Нам не удалось решить загадку. В этой стране очень немногое можно выяснить до конца.

CLXXI–CLXXX

CLXXI. Лицей «Туолсленг» по-прежнему охраняется вооруженными часовыми и патрулями, которые обходят здание между стеной и проволочными заграждениями. Мы спросили, чем объяснить наличие такой большой охраны, ведь тюрьма будет впоследствии превращена в музей мученичества. Нам ответили неохотно и лаконично: этого было вполне достаточно, чтобы мы настояли на своем.

В восточном крыле школы находится следственно-перевоспитательная тюрьма для полпотовцев.

Спор длился около сорока минут. Абсолютная невозможность посетить тюрьму, с одной стороны, Абсолютная необходимость сделать снимки — с другой. В ход пошли все аргументы, которые можно себе представить. Наконец появились солдаты с автоматами на изготовку, и мы вступили на обнесенный колючей проволокой дворик восточного крыла.

То, что мы увидели, было совсем непохоже на тюрьму. На газоне сидели на корточках человек тридцать в гражданской, довольно приличной одежде. Среди них четыре еще молодые женщины. Между рядами прохаживался офицер в мундире без знаков различия и монотонным голосом читал по брошюрке, которую держал в руке, какой-то текст на кхмерском языке. В каждой четвертой или пятой фразе текста слышались знакомые имена: Пол Пот — Иенг Сари. Когда чтение заканчивалось, люди на корточках аплодировали. Их лица ничего, буквально ничего не выражали. После этого все начиналось сызнова.

* [Задание 1] Сколько примерно длился спор, описанный в отрывке о лицее «Туолсленг»?
Отрывок и строки данных никак между собой не связаны.

* [Сохранённые данные]
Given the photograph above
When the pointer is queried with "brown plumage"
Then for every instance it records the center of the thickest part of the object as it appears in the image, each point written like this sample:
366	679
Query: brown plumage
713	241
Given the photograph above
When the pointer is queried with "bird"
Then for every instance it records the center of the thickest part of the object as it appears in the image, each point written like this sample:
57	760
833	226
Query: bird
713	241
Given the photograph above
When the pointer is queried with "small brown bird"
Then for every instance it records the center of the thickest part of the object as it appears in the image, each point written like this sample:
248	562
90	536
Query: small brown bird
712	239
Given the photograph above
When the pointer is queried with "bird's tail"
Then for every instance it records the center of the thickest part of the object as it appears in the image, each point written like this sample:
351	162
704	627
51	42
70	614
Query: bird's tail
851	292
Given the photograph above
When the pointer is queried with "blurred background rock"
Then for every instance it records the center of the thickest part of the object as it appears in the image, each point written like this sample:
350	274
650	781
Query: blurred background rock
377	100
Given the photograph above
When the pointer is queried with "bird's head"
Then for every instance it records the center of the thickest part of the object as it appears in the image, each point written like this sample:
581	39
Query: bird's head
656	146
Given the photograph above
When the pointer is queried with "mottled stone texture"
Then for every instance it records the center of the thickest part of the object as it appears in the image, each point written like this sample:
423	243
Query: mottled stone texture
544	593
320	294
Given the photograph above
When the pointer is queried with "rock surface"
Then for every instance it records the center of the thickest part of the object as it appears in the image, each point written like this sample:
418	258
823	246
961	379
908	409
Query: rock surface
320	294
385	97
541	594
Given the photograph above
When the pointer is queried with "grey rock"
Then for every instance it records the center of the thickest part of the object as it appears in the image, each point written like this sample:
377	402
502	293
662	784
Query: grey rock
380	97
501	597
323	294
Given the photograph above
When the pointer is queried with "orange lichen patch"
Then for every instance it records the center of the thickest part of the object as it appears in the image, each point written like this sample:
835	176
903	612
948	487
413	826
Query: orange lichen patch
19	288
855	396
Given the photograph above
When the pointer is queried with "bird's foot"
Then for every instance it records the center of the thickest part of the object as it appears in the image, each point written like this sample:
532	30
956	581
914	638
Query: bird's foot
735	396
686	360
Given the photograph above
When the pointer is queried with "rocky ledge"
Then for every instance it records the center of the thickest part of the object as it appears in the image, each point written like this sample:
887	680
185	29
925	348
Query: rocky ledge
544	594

* [Задание 2] Выберите все строки данных, в которых встречается слово «blurred», с учетом регистра букв.

* [Правильный ответ 1] Около сорока минут.

* [Правильный ответ 2]
When the pointer is queried with "blurred background rock"
Query: blurred background rock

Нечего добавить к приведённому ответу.